Copy the records below from the line containing "of the kayak" through the end of the records, inclusive, keeping each request as it is and offsetting every coordinate in the answers by adding 51 to it.

Location identification entries
-- Start --

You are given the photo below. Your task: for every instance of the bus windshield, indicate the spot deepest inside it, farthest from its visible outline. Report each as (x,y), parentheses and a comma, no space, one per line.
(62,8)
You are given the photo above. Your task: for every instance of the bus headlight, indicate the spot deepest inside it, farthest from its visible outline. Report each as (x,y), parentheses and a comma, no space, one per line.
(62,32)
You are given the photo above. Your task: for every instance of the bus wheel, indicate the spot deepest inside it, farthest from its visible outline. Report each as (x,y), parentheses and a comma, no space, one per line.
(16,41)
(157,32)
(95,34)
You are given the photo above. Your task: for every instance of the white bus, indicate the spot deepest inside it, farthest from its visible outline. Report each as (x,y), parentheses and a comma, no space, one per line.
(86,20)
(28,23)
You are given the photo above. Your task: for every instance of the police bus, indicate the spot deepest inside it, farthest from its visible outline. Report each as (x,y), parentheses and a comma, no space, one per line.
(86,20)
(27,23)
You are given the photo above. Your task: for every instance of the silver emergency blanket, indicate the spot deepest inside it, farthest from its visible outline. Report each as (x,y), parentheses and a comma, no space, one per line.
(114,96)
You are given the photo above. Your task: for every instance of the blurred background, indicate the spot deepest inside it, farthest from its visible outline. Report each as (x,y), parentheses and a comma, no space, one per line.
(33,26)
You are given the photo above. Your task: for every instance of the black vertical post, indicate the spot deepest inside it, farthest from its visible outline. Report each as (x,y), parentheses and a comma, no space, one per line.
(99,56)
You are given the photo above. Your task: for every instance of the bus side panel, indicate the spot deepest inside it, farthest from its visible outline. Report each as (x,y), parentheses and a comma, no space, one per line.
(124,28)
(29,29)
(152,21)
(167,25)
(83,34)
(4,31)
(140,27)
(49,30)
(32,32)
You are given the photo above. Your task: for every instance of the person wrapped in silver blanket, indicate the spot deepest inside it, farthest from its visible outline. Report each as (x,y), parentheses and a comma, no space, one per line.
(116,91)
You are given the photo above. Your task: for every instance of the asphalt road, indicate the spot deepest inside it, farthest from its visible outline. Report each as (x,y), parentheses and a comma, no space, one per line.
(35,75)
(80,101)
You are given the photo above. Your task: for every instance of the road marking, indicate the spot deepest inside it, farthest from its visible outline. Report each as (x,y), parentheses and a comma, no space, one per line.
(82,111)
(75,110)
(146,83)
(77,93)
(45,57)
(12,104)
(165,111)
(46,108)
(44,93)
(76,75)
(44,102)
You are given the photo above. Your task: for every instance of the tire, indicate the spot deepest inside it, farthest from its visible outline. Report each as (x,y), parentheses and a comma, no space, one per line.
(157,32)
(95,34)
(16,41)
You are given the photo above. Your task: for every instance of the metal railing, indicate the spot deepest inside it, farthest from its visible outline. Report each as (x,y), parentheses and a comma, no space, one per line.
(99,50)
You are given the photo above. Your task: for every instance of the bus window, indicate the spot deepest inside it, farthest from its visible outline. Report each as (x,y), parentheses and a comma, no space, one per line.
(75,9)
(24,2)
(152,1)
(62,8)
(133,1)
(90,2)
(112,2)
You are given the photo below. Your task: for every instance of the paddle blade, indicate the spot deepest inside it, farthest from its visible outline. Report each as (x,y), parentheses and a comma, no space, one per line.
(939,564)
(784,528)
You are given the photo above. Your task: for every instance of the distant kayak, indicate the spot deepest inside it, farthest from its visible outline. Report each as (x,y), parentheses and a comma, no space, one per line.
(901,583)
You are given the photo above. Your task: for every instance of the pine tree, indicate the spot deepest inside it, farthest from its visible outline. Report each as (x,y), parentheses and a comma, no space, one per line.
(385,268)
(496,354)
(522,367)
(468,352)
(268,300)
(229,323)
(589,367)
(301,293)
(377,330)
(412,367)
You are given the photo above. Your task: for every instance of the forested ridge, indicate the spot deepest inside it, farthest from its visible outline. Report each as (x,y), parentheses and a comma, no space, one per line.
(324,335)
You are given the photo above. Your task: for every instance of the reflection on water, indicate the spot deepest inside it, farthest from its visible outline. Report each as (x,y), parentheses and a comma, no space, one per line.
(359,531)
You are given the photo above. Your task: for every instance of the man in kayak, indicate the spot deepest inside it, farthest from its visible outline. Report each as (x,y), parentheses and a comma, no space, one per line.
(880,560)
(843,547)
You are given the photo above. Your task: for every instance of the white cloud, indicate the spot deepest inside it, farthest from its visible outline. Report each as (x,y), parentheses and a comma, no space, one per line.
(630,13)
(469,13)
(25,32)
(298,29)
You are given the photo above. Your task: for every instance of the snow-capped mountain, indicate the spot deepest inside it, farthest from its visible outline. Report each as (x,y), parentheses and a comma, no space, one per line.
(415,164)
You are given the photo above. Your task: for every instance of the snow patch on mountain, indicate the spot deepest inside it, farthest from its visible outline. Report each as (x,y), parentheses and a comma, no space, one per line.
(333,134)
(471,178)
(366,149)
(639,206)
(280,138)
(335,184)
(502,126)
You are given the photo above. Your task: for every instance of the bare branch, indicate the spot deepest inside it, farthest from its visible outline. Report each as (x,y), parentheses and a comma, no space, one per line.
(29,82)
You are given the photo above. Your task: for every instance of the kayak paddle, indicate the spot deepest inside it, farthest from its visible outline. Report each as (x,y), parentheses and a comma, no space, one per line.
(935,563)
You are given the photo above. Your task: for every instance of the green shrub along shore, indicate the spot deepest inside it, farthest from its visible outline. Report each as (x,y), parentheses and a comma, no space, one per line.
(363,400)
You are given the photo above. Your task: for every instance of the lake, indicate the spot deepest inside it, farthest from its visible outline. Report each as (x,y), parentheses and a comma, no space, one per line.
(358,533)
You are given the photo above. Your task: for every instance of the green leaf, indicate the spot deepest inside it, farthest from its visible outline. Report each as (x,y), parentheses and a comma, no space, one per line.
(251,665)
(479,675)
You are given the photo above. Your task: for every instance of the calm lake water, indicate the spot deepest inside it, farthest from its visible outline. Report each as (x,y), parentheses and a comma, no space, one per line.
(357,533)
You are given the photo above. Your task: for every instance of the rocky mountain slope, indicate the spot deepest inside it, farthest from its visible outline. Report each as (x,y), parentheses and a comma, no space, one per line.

-- End --

### TASK ANSWER
You are given the photo above. Your task: for every instance of the kayak paddle, indicate the spot deepest inside it, farthest from its visible outline. Report each as (x,y), parentheses and a comma, no space, one per line.
(986,614)
You are given the photo above. Your task: for every instance of the green shrub along shore, indicate the spot deepest inside it, farthest from its visible outline. Report each as (x,y), parentheses and a comma, no space, one per line.
(414,451)
You are given the photo above. Your task: for every instance of the lake, indicate the spot deepest inside it, farthest from its visible outline. Report each as (x,y), parentheses and a comma, no space, one per line.
(409,584)
You are given the photo above. Your task: for every instance of the green leaf, indicate the spot deepest inside it, farthest from its visible outline. Report each as (x,y), parentheses and a comma, no space, one per line.
(302,716)
(530,726)
You are given the photo above. Your task: for every instance of the calm lake water, indicate the spot deepest inside it, farthest from its visible outline. Report each as (x,y), parentheses and a comma, no space, one per line.
(408,584)
You are given the photo above. Your task: for every instance of the rocky mountain slope, indicate the spot deepest inside it, farthest from its visible outline. Report each as (x,y), parentheses and a comma, no space, one per line.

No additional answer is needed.